Lines to restate from the data below: from the one containing "Target: white background" to the one containing "Target: stainless steel railing", both included. Give them again exactly, and only them.

__Provided data__
Segment Open
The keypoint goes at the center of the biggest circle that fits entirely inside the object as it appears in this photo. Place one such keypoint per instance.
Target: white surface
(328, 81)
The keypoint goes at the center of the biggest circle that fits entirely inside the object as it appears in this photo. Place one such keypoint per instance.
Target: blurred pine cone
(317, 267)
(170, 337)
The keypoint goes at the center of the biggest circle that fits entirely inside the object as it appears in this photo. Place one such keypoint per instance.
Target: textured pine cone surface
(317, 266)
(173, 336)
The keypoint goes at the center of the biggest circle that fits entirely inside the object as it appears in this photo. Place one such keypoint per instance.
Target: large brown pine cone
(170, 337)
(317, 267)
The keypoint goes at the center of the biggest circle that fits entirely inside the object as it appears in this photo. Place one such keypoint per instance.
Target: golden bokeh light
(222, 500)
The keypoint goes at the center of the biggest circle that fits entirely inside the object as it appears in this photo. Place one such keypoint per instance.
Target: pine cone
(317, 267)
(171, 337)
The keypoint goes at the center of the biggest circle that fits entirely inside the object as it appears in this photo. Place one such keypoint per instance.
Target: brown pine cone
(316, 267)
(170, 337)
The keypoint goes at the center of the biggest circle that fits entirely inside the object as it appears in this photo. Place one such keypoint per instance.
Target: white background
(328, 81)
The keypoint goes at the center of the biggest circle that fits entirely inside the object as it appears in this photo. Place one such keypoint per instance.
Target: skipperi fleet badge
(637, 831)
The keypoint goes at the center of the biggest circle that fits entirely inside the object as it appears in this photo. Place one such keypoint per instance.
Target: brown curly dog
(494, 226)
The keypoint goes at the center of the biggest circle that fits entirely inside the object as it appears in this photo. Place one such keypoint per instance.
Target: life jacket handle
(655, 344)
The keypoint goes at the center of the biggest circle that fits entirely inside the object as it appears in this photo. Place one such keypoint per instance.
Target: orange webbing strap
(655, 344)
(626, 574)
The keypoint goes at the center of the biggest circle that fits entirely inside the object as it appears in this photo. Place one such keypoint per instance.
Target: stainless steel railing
Segment Closed
Segment Open
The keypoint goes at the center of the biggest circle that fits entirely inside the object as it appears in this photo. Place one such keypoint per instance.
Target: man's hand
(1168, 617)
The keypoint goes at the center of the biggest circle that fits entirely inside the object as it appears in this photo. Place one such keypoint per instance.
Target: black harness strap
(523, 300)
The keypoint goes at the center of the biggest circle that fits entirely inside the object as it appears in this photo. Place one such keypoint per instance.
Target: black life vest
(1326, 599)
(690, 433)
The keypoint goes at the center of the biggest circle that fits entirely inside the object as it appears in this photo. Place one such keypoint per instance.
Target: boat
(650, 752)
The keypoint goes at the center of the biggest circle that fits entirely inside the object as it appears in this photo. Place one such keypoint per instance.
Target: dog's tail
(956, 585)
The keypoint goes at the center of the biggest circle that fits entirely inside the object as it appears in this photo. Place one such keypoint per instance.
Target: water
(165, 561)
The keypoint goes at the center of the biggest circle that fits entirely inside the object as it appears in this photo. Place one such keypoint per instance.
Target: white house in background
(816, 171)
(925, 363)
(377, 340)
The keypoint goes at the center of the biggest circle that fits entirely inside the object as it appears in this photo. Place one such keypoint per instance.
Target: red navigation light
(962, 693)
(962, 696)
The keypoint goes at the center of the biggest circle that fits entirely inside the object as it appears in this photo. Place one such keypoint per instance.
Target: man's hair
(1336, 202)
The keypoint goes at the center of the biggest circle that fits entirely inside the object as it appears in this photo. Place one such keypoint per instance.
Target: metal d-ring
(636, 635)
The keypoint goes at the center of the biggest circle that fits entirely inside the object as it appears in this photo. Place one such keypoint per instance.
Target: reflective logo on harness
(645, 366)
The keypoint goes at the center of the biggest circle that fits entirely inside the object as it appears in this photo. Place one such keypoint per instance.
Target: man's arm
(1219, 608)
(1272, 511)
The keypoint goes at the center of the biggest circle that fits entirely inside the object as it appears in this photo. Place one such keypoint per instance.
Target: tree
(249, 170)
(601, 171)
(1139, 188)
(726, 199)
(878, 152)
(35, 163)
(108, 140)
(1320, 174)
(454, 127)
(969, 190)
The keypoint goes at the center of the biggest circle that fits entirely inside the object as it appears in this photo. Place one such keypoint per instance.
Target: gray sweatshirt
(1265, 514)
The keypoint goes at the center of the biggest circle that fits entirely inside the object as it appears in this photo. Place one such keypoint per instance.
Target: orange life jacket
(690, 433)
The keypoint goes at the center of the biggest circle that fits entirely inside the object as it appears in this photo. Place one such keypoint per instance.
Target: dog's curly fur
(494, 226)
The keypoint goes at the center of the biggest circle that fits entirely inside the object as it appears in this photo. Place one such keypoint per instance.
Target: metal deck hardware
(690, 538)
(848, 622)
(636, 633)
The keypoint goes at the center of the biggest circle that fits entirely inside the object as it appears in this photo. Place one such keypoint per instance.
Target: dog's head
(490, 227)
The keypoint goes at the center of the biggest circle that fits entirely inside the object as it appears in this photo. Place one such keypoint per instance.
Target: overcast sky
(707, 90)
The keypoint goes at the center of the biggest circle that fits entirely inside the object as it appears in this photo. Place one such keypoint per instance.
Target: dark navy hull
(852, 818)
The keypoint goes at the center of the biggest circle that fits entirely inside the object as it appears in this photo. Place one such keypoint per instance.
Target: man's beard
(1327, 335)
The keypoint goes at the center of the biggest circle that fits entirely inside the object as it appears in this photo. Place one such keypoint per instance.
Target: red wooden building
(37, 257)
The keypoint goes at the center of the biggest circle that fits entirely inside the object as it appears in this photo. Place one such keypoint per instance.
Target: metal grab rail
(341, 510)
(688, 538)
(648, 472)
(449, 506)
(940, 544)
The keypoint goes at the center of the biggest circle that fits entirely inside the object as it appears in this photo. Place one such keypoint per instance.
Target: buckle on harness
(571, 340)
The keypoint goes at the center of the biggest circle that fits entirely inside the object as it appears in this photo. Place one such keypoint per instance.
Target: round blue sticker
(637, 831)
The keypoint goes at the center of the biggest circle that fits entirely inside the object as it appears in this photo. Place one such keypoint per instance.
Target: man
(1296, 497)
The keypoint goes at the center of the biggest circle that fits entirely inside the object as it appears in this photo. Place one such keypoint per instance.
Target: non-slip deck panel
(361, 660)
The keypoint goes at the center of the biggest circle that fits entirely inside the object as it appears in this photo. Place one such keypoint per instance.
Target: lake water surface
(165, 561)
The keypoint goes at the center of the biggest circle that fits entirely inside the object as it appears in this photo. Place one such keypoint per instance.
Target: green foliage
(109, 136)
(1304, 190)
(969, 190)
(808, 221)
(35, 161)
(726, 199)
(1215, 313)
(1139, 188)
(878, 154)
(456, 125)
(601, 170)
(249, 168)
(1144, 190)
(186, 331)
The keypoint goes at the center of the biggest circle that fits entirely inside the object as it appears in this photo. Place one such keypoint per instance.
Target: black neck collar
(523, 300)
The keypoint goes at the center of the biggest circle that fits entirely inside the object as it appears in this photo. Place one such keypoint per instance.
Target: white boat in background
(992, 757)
Segment Closed
__Solution__
Target: white background
(328, 81)
The keypoint goes at the center of the biggest circle that fits entirely inside the object as it appears in this photo. Place one such keypoint per instance.
Target: skipperi fleet badge
(637, 831)
The keypoint goes at the center of the biggest circle that fits entirely inside the object as it appears in this photo. Place one such keypoint per instance.
Target: brown curly dog
(494, 226)
The keypoint goes at the center of the biggest circle that fits entirely inside the object as it appears in this photo. Place one such keypoint per instance.
Target: life jacket handle
(655, 344)
The keypoint goes at the center of the biggest circle that fits entirely inside the object as it appears in this photo. Place one such keypoint per instance.
Target: orange webbing strap
(655, 344)
(626, 574)
The keypoint goes at the center of the biggest circle that fits entirely inside the object as it appears in this photo. Place one such keypoint per instance.
Target: stainless steel railing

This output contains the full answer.